→ What the task requires
Repeat the records below exactly.

→ Records supplied

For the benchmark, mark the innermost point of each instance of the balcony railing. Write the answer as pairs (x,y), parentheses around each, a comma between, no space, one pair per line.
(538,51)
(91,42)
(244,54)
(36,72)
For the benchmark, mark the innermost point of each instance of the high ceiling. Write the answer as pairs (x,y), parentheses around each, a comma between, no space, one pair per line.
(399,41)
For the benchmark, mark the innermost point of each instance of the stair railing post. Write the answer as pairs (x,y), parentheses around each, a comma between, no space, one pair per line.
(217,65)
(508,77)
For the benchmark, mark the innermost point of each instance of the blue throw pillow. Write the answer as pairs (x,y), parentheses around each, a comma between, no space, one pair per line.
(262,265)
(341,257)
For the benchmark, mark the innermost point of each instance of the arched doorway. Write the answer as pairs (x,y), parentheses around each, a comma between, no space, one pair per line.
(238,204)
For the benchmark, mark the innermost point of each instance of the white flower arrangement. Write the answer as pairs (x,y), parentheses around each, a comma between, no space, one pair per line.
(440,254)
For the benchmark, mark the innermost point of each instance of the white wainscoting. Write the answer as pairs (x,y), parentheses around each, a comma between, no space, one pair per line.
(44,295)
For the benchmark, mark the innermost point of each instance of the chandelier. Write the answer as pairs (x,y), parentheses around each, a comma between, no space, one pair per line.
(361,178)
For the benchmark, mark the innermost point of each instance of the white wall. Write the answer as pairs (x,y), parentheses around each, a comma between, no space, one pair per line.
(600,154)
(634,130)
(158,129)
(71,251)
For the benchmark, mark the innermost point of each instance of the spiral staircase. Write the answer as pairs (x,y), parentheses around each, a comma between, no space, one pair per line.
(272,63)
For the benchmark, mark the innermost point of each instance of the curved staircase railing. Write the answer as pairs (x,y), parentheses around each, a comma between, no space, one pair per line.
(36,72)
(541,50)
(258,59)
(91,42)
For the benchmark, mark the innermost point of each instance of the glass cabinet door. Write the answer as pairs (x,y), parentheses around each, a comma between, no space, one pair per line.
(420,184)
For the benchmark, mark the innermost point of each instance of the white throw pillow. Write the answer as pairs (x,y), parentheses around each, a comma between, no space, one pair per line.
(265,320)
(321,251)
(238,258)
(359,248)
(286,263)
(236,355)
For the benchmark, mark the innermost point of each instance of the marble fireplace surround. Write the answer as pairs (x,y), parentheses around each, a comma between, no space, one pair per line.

→ Exercise output
For the benchmark, mark the innermost point of each instance of the balcony railing. Write the answer as pairs (x,y), parentheses around each, a comma between, no space, one pair per line.
(538,51)
(91,42)
(244,54)
(36,72)
For the benchmark, mark the innermost point of each instance of the high ceiling. Write the answer as pairs (x,y), parentheses around each, a comma between, no space, one pair per line.
(399,41)
For the benchmark, mark the innermost point of each instance of the stair railing post. Write the answer as pairs (x,y), parentheses around each, a comma between, no space, one pair per line.
(217,65)
(508,77)
For the benchmark, mark the innermost point of each instance of the blue throw pillow. Write the answer as pairs (x,y), parentheses around each, a comma between, no space, one pair per line.
(262,265)
(341,257)
For the benchmark, mark the innermost point of each instance of the arched doorway. Write the answer as pairs (x,y), parentheses around each, a comma between, no space, one pair per line.
(238,204)
For the benchmark, mark the innermost point of each instance of the white flower arrangement. Write the answer as pairs (x,y), parentheses around each, a comma between, no space, one pair per line.
(440,254)
For the benchmark, mark the innermost point of each instance of the white wainscoting. Write the answer as pairs (x,y), parentheses around each, a comma between, no space, one pair per line.
(44,295)
For the benchmark, mark the innermost point of each instance of the chandelier. Write the answer as pairs (x,y), parentheses around each, a comma between, no space, one pair per line.
(361,178)
For the benchmark, mark the innermost point of each instance of the white wall. Write the answer as pairs (x,y), parentheses around each, a comma between, no space, one pair per line.
(600,154)
(634,130)
(158,129)
(71,251)
For the benchmark, mark the innermost point of each instance of the spiral staircase. Write the answer as pairs (x,y), parentheses around each, a comma between, no space, one pair per line.
(272,63)
For the benchmark, mark the innermost point of each instance of the curved staircase railing. Write the answer as pairs (x,y), parentheses around each, a comma between, no space, one pair per line.
(36,72)
(541,50)
(258,59)
(91,42)
For the benchmark, mark the innermost point of each instance of the glass cabinet door. Write the answer as pairs (x,y), parentheses around each, a comma between, no space, one pair per line.
(420,184)
For the benchmark, mark the innermost point of each instance of the white throw pillow. Write the answer as pairs (x,y), parentheses around each, a comma between, no space, one pair per line.
(265,320)
(321,251)
(238,258)
(359,248)
(286,263)
(236,355)
For the benchmark, mark the innermost point of each instance of the marble fireplace surround. Write the answer as pairs (x,y), parentheses around each, a comma between, no space, one pair per line.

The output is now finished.